Exercise instructions. Below is a set of entries. Reproduce exactly the lines from the one containing "the white helmet" through the end, both included.

[Input for this task start]

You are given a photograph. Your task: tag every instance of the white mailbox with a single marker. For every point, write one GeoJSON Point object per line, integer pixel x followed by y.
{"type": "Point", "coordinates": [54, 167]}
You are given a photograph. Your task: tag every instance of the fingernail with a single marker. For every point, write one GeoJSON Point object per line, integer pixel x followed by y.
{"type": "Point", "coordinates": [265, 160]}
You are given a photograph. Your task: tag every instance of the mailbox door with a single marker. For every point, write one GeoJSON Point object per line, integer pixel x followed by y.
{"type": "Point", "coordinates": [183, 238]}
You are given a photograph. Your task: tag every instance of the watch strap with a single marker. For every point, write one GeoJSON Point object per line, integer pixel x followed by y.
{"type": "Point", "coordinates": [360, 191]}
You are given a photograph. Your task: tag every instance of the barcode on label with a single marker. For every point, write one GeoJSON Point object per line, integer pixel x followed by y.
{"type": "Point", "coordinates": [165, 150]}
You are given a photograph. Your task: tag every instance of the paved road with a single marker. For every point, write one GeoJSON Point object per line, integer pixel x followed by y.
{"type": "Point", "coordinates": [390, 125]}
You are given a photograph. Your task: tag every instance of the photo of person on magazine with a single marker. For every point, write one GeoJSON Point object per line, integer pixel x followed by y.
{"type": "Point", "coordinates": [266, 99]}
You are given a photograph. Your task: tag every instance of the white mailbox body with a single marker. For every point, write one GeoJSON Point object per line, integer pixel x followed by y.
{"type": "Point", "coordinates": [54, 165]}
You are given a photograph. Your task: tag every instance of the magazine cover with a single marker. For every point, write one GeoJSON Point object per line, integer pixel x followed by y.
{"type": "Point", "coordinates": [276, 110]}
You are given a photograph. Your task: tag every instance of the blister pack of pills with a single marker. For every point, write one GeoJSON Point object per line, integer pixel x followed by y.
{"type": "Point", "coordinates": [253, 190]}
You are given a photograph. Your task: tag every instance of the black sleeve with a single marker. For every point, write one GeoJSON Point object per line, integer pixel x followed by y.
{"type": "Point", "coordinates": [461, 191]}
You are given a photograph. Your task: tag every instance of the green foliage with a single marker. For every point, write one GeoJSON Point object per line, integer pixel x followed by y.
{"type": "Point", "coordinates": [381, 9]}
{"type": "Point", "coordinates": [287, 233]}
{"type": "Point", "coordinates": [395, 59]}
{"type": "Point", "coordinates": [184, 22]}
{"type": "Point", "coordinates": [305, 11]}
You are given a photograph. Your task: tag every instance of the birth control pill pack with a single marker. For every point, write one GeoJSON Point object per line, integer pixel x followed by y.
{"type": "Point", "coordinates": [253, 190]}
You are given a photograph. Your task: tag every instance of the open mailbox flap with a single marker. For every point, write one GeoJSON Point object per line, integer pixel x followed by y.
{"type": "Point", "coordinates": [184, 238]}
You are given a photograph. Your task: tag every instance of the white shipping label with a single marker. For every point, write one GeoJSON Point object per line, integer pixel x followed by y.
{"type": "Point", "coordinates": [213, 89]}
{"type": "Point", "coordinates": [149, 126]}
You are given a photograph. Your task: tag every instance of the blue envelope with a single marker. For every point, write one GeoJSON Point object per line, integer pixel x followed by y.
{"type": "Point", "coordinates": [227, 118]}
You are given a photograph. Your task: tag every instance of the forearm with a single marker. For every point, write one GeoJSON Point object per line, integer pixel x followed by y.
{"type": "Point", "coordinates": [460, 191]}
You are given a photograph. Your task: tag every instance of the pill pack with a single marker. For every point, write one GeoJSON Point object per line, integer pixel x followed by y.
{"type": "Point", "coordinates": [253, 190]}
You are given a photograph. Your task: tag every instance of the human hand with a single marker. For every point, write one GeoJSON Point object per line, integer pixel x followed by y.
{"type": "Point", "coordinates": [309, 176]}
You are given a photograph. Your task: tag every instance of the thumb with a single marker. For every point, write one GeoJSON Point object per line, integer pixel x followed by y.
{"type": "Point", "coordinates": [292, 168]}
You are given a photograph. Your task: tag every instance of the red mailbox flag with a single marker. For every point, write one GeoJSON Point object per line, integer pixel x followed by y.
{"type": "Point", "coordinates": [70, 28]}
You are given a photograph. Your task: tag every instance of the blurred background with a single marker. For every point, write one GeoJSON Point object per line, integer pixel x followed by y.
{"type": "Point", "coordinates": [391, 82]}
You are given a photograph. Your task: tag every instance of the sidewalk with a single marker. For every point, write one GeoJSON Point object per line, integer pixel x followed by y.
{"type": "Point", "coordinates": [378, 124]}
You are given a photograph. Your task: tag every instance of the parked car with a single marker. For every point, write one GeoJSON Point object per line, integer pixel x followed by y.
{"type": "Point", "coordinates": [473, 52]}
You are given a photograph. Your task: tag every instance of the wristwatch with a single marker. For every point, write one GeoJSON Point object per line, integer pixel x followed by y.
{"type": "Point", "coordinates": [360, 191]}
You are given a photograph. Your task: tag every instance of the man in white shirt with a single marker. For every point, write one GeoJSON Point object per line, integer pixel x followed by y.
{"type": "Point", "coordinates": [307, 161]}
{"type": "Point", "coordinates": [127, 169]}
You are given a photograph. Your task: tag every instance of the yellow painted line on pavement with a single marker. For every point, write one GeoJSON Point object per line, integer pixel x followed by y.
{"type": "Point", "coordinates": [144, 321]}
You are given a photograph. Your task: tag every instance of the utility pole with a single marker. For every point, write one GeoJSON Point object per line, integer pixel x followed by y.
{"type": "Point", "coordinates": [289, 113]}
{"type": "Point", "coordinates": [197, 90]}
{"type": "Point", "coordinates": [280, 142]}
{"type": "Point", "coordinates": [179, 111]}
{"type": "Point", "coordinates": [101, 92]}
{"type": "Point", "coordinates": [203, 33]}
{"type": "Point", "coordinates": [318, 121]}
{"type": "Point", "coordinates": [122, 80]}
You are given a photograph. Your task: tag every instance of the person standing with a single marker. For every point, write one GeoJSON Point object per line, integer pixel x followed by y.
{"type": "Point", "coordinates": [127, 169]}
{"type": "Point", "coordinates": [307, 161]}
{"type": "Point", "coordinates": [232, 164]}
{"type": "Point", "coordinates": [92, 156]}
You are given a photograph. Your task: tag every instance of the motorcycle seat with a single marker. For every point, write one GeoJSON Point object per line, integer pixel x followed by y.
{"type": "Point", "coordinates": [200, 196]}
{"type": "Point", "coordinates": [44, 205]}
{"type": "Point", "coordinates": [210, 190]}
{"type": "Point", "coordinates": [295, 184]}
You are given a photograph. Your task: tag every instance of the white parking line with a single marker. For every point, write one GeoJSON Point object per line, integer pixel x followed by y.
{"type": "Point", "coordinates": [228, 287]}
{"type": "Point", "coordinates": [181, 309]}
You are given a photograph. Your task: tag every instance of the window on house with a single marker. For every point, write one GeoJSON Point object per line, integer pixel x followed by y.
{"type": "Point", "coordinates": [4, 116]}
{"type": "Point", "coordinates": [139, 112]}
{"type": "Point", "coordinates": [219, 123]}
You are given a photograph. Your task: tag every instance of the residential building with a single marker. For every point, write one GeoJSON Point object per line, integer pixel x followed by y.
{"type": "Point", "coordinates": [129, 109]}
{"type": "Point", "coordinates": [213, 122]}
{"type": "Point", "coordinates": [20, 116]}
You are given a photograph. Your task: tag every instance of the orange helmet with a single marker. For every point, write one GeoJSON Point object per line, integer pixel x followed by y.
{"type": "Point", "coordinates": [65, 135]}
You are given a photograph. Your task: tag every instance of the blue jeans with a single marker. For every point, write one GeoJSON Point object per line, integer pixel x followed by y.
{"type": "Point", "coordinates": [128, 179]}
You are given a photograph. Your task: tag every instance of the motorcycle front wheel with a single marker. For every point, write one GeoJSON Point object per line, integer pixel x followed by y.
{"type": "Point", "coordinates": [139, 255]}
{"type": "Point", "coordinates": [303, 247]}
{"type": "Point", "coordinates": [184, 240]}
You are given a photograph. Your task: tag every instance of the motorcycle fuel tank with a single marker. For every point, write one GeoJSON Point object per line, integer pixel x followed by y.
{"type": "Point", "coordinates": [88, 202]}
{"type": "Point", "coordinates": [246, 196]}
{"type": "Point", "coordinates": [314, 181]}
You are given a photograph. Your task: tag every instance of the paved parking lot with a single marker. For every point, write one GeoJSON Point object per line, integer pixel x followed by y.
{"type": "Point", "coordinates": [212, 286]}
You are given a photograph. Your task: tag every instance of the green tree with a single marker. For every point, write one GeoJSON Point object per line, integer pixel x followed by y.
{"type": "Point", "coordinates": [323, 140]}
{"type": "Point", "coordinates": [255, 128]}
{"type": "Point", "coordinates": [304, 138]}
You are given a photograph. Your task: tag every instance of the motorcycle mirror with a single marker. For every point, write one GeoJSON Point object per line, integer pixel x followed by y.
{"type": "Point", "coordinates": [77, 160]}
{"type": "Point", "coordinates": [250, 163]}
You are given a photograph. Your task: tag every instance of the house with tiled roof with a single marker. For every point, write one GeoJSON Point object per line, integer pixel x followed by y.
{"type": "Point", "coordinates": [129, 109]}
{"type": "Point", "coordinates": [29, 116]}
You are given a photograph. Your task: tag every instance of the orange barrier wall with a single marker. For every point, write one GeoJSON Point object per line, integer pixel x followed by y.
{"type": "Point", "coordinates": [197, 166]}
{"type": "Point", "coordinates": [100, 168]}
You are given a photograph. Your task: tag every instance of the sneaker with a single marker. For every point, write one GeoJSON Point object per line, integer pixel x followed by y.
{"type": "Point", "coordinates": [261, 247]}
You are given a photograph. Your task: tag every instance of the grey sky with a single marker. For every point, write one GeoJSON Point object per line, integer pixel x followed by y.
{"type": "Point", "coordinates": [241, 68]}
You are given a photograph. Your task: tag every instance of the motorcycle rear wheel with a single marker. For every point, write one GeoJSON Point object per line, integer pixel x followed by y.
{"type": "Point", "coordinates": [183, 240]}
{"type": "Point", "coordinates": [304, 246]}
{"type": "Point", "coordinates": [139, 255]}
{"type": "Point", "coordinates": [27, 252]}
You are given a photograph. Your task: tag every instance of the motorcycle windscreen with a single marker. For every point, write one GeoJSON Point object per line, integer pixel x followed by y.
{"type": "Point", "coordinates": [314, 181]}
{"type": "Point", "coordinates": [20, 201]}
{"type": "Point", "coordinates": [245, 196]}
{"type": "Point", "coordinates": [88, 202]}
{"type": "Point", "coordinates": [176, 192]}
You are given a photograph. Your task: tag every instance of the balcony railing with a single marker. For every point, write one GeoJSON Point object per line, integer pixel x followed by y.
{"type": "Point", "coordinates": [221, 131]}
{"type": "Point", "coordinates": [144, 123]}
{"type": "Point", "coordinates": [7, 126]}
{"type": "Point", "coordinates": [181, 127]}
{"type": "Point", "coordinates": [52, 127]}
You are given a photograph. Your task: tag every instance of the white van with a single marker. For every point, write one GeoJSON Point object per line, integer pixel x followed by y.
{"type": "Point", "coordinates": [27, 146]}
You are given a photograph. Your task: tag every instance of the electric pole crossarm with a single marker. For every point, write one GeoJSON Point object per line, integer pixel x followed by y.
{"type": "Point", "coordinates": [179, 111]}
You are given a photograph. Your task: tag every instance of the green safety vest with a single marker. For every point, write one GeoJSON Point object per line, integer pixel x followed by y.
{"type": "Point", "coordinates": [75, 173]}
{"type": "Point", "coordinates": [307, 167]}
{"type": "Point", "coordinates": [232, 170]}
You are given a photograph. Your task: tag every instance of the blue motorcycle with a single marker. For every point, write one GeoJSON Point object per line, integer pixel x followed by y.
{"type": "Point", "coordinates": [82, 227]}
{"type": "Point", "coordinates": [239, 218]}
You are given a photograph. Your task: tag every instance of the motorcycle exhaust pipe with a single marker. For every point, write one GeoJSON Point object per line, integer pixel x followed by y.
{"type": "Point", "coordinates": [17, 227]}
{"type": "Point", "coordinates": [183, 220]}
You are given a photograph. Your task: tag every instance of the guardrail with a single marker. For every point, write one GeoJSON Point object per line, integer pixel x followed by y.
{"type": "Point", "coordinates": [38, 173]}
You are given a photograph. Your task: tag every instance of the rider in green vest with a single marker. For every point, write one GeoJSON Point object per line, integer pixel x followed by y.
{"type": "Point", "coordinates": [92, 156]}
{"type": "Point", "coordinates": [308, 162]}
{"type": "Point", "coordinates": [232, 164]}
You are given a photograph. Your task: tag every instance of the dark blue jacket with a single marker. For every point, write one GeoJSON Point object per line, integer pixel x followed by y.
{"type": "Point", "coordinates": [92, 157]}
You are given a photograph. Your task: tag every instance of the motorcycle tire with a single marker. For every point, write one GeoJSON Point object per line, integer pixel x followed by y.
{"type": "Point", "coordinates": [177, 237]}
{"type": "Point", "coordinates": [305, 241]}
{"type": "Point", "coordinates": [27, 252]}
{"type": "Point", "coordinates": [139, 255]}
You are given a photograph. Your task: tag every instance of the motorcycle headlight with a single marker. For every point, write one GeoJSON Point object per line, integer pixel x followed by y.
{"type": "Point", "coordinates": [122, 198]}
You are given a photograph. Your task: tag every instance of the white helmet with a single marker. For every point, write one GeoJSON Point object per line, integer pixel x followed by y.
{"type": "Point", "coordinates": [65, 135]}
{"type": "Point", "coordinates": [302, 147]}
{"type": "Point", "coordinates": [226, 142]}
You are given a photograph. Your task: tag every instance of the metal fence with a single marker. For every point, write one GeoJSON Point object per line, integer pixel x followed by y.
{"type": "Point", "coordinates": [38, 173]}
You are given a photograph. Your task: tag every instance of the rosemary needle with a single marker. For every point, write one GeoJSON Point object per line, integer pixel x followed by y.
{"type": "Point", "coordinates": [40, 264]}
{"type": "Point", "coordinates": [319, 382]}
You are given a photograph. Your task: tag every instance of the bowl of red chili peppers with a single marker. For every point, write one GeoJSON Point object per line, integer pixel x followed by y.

[Input for this task end]

Task solution.
You are given a photograph. Your task: tag every instance of the white helmet with a single marker. For every point, write one GeoJSON Point object per line, integer pixel x followed by y.
{"type": "Point", "coordinates": [65, 135]}
{"type": "Point", "coordinates": [302, 147]}
{"type": "Point", "coordinates": [226, 142]}
You are given a photograph. Your task: tag every instance of the metal fence with a single marker. For every point, write one GeoJSON Point object per line, integer pixel x followed by y.
{"type": "Point", "coordinates": [38, 173]}
You are given a photograph. Your task: tag every instance of the rosemary needle with a single marker. For every point, write one GeoJSON Point object per line, integer pixel x followed by y.
{"type": "Point", "coordinates": [40, 264]}
{"type": "Point", "coordinates": [319, 382]}
You are given a photograph. Your task: tag every instance of the bowl of red chili peppers with a single marker. For every point, write one GeoJSON Point object per line, integer pixel x followed by y.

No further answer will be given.